--- start of Listed entries ---

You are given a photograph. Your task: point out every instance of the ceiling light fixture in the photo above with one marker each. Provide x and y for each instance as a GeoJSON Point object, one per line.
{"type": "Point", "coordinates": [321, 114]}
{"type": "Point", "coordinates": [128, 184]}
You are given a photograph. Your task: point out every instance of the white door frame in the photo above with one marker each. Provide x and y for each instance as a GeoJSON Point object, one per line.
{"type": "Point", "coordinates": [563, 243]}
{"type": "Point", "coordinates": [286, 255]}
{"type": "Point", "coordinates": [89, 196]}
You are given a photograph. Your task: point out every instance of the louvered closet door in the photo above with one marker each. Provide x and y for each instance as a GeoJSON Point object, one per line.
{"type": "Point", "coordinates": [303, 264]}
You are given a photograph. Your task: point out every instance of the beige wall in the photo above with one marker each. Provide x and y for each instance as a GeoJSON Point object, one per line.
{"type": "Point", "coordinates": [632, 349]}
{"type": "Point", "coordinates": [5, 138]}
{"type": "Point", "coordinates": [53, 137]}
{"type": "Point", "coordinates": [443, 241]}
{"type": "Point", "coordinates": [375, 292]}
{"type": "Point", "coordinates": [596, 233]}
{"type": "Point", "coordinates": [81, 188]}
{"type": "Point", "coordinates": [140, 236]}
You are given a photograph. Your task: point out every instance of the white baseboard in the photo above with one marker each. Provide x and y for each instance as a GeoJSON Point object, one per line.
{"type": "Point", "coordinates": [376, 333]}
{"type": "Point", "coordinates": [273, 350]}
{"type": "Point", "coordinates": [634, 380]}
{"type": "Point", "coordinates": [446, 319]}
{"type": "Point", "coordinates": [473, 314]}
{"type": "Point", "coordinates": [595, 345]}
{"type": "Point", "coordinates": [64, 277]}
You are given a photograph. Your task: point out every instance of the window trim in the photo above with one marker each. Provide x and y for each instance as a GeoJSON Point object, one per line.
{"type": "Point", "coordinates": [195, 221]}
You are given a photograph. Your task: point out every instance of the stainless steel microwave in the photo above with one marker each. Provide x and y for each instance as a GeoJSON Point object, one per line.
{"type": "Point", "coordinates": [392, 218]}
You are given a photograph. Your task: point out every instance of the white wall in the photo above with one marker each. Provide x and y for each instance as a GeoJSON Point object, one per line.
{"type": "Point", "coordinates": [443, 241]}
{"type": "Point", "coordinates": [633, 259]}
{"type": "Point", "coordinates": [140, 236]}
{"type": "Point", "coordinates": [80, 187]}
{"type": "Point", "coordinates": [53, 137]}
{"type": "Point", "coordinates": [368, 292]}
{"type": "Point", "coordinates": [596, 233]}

--- end of Listed entries ---

### Goal of the exercise
Transcribe all of the records above verbatim, line by line, changing no character.

### Task result
You are given a photograph. Your task: point out every instance of the ceiling light fixture in the photo above with one marker each. Provide x and y for each instance as a GeoJSON Point object, one per line.
{"type": "Point", "coordinates": [321, 114]}
{"type": "Point", "coordinates": [128, 184]}
You are given a photograph. Your task: point out every instance of the white door frame in the photo above with one marker each. Provide x and y for each instance as a GeoJSON Point object, one per line.
{"type": "Point", "coordinates": [563, 243]}
{"type": "Point", "coordinates": [286, 255]}
{"type": "Point", "coordinates": [89, 196]}
You are given a photograph. Your task: point out every instance of the louvered closet door in the photo above with one marker each. Provide x and y for each instance as a GeoJSON Point object, one per line.
{"type": "Point", "coordinates": [303, 264]}
You are given a photograph. Your task: point out every instance of the beige wall in the photo above with one marker each. Provide x and y for each instance as a GeoJSON Point object, one per line.
{"type": "Point", "coordinates": [632, 349]}
{"type": "Point", "coordinates": [5, 138]}
{"type": "Point", "coordinates": [53, 137]}
{"type": "Point", "coordinates": [443, 241]}
{"type": "Point", "coordinates": [375, 292]}
{"type": "Point", "coordinates": [596, 233]}
{"type": "Point", "coordinates": [81, 188]}
{"type": "Point", "coordinates": [140, 236]}
You are given a photograph. Your task: point out every instance of the white baseboard in the photo above with one marker each. Provide x and y for each instance as a GeoJSON Point object, one per line.
{"type": "Point", "coordinates": [376, 333]}
{"type": "Point", "coordinates": [273, 350]}
{"type": "Point", "coordinates": [634, 380]}
{"type": "Point", "coordinates": [446, 319]}
{"type": "Point", "coordinates": [473, 314]}
{"type": "Point", "coordinates": [595, 345]}
{"type": "Point", "coordinates": [64, 277]}
You are given a photograph. Your task: point out every instance of the window trim in the photo above with one marker each. Provide x and y for each instance as a GeoJSON Point object, one per line.
{"type": "Point", "coordinates": [195, 221]}
You are given a photograph. Your task: point out every instance of the stainless steel microwave in the photo above with one marker each. Provide x and y for each instance as a GeoJSON Point object, one per line.
{"type": "Point", "coordinates": [392, 218]}
You are given a photograph. Your task: point out every instance of the white wall in the photo above with one marker each. Provide x and y for each instance as a GeoJSON Point object, one per line.
{"type": "Point", "coordinates": [443, 241]}
{"type": "Point", "coordinates": [633, 259]}
{"type": "Point", "coordinates": [140, 236]}
{"type": "Point", "coordinates": [80, 187]}
{"type": "Point", "coordinates": [53, 137]}
{"type": "Point", "coordinates": [368, 292]}
{"type": "Point", "coordinates": [596, 233]}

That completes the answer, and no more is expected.